▶ **Given problem**
Please copy each of the records below word for word, leaving out no line and changing nothing.
** START Raw data **
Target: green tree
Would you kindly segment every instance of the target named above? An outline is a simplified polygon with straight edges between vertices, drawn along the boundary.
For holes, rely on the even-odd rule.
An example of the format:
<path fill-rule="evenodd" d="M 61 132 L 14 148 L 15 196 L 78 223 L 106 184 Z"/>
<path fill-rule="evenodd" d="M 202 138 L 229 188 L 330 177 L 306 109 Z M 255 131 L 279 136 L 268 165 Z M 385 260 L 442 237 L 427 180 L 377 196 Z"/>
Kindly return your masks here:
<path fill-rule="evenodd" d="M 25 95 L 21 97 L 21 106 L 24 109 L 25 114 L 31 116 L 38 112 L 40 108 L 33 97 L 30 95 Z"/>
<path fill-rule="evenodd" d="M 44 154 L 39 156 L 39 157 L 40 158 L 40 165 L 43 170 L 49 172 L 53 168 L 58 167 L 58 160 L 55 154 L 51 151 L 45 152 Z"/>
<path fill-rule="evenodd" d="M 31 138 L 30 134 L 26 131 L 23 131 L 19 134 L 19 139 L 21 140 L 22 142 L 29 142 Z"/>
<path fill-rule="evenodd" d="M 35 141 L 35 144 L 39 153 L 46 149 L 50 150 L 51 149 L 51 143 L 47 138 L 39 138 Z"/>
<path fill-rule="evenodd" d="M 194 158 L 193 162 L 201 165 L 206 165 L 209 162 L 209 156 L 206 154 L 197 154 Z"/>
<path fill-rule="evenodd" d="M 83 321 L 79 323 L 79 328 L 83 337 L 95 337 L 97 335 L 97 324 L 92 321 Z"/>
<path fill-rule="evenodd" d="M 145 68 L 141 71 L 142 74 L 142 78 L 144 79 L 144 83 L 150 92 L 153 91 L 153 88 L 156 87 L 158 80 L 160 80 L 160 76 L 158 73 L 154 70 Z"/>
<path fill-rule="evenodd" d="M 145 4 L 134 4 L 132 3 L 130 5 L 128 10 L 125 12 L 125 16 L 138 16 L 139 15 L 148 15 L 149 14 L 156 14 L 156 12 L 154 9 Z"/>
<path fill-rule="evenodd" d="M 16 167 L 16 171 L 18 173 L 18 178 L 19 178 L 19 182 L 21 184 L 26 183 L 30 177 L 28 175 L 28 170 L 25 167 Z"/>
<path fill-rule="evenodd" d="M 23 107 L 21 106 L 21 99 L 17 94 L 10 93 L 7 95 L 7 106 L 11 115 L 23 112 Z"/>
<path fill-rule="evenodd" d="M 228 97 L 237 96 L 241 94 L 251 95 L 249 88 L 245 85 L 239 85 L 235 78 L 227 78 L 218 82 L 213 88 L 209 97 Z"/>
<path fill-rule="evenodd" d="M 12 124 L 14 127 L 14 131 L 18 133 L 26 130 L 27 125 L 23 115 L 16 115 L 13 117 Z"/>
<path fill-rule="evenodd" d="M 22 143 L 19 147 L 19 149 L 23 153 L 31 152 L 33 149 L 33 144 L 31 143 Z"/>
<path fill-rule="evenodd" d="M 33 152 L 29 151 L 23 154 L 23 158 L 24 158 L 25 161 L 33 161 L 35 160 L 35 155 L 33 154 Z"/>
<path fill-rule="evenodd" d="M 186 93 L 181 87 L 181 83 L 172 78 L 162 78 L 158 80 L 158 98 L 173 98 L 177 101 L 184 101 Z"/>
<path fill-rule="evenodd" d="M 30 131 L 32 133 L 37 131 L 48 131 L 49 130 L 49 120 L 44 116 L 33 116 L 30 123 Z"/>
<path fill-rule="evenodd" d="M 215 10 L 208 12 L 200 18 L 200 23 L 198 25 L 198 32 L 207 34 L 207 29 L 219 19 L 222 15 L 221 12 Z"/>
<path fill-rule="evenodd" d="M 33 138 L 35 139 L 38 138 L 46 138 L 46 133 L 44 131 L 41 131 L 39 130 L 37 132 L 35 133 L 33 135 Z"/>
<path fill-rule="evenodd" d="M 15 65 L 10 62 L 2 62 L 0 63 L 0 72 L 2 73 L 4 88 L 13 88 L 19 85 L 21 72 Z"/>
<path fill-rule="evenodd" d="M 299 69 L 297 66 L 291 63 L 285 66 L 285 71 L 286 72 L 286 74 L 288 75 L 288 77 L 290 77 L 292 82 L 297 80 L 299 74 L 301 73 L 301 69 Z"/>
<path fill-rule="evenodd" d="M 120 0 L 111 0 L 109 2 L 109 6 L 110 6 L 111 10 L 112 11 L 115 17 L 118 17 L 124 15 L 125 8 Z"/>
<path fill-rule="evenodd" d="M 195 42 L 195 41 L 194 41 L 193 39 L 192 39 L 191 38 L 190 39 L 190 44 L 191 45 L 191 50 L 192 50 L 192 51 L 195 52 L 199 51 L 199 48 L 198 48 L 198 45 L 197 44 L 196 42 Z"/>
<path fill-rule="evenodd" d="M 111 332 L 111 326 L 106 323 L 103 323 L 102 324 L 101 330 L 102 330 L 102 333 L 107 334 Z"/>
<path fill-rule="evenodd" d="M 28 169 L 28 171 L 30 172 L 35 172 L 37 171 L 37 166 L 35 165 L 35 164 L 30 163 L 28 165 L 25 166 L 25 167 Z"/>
** END Raw data **
▶ **Answer to this exercise**
Target: green tree
Would you kindly segment every instance of the target named above? An outline is a simplified polygon with straight edges between vertices, drawn along the boundary.
For holes, rely on the even-odd rule.
An example of the format:
<path fill-rule="evenodd" d="M 61 132 L 14 148 L 15 196 L 78 223 L 106 184 Z"/>
<path fill-rule="evenodd" d="M 202 138 L 229 188 L 330 177 L 306 109 Z M 255 131 L 279 136 L 268 165 Z M 385 260 L 442 237 L 427 180 L 377 196 Z"/>
Kindly return your masks here:
<path fill-rule="evenodd" d="M 25 95 L 21 97 L 21 106 L 24 109 L 25 114 L 31 116 L 38 112 L 40 108 L 33 97 L 30 95 Z"/>
<path fill-rule="evenodd" d="M 44 154 L 39 156 L 39 157 L 40 158 L 40 165 L 43 170 L 49 172 L 53 168 L 58 167 L 58 160 L 55 154 L 51 151 L 45 152 Z"/>
<path fill-rule="evenodd" d="M 31 138 L 30 134 L 26 131 L 23 131 L 19 134 L 19 139 L 21 140 L 22 142 L 29 142 Z"/>
<path fill-rule="evenodd" d="M 35 141 L 35 144 L 39 153 L 46 149 L 50 150 L 51 149 L 51 143 L 47 138 L 39 138 Z"/>
<path fill-rule="evenodd" d="M 194 158 L 193 162 L 201 165 L 206 165 L 209 162 L 209 156 L 206 154 L 197 154 Z"/>
<path fill-rule="evenodd" d="M 83 321 L 79 323 L 79 328 L 83 337 L 95 337 L 97 335 L 97 324 L 92 321 Z"/>
<path fill-rule="evenodd" d="M 145 68 L 141 71 L 142 74 L 142 78 L 144 79 L 144 83 L 150 92 L 153 91 L 153 88 L 156 87 L 158 80 L 160 80 L 160 76 L 158 73 L 154 70 Z"/>
<path fill-rule="evenodd" d="M 145 4 L 134 4 L 132 3 L 130 5 L 128 10 L 125 12 L 125 16 L 138 16 L 139 15 L 148 15 L 149 14 L 156 14 L 156 12 L 154 9 Z"/>
<path fill-rule="evenodd" d="M 16 167 L 16 171 L 18 173 L 18 178 L 19 178 L 19 182 L 21 184 L 26 183 L 30 177 L 28 175 L 28 170 L 25 167 Z"/>
<path fill-rule="evenodd" d="M 23 107 L 21 106 L 21 99 L 17 94 L 10 93 L 7 95 L 7 106 L 11 115 L 23 112 Z"/>
<path fill-rule="evenodd" d="M 228 97 L 237 96 L 241 94 L 251 95 L 249 88 L 245 85 L 239 85 L 235 78 L 227 78 L 218 82 L 213 88 L 209 97 Z"/>
<path fill-rule="evenodd" d="M 12 124 L 14 127 L 14 131 L 18 133 L 26 130 L 27 125 L 23 115 L 16 115 L 13 117 Z"/>
<path fill-rule="evenodd" d="M 22 143 L 19 147 L 19 149 L 23 153 L 31 152 L 33 149 L 33 144 L 31 143 Z"/>
<path fill-rule="evenodd" d="M 33 152 L 29 151 L 23 154 L 23 158 L 24 158 L 25 161 L 33 161 L 35 160 L 35 155 L 33 154 Z"/>
<path fill-rule="evenodd" d="M 186 93 L 181 87 L 181 83 L 172 78 L 162 78 L 158 80 L 158 98 L 173 98 L 177 101 L 184 101 Z"/>
<path fill-rule="evenodd" d="M 30 131 L 32 133 L 37 131 L 48 131 L 49 130 L 49 120 L 44 116 L 33 116 L 30 123 Z"/>
<path fill-rule="evenodd" d="M 215 10 L 208 12 L 200 18 L 200 23 L 198 25 L 198 32 L 207 34 L 207 29 L 219 19 L 222 15 L 221 12 Z"/>
<path fill-rule="evenodd" d="M 33 138 L 35 139 L 38 138 L 46 138 L 46 133 L 44 131 L 41 131 L 39 130 L 37 132 L 35 133 L 33 135 Z"/>
<path fill-rule="evenodd" d="M 15 65 L 10 62 L 2 62 L 0 63 L 0 72 L 2 73 L 4 88 L 13 88 L 19 85 L 21 72 Z"/>
<path fill-rule="evenodd" d="M 299 69 L 297 66 L 291 63 L 285 66 L 285 71 L 286 72 L 286 74 L 288 75 L 288 77 L 290 77 L 292 82 L 297 80 L 299 74 L 301 73 L 301 69 Z"/>
<path fill-rule="evenodd" d="M 120 0 L 111 0 L 109 2 L 109 6 L 110 6 L 111 10 L 112 11 L 115 17 L 118 17 L 124 15 L 125 8 Z"/>
<path fill-rule="evenodd" d="M 195 42 L 195 41 L 194 41 L 193 39 L 192 39 L 191 38 L 190 39 L 190 44 L 191 45 L 191 50 L 192 50 L 192 51 L 195 52 L 199 51 L 199 48 L 198 48 L 198 45 L 197 44 L 196 42 Z"/>
<path fill-rule="evenodd" d="M 111 332 L 111 326 L 106 323 L 103 323 L 102 324 L 101 330 L 102 330 L 102 333 L 107 334 Z"/>
<path fill-rule="evenodd" d="M 28 169 L 28 171 L 30 172 L 35 172 L 37 171 L 37 166 L 35 165 L 35 164 L 30 163 L 28 165 L 25 166 L 25 167 Z"/>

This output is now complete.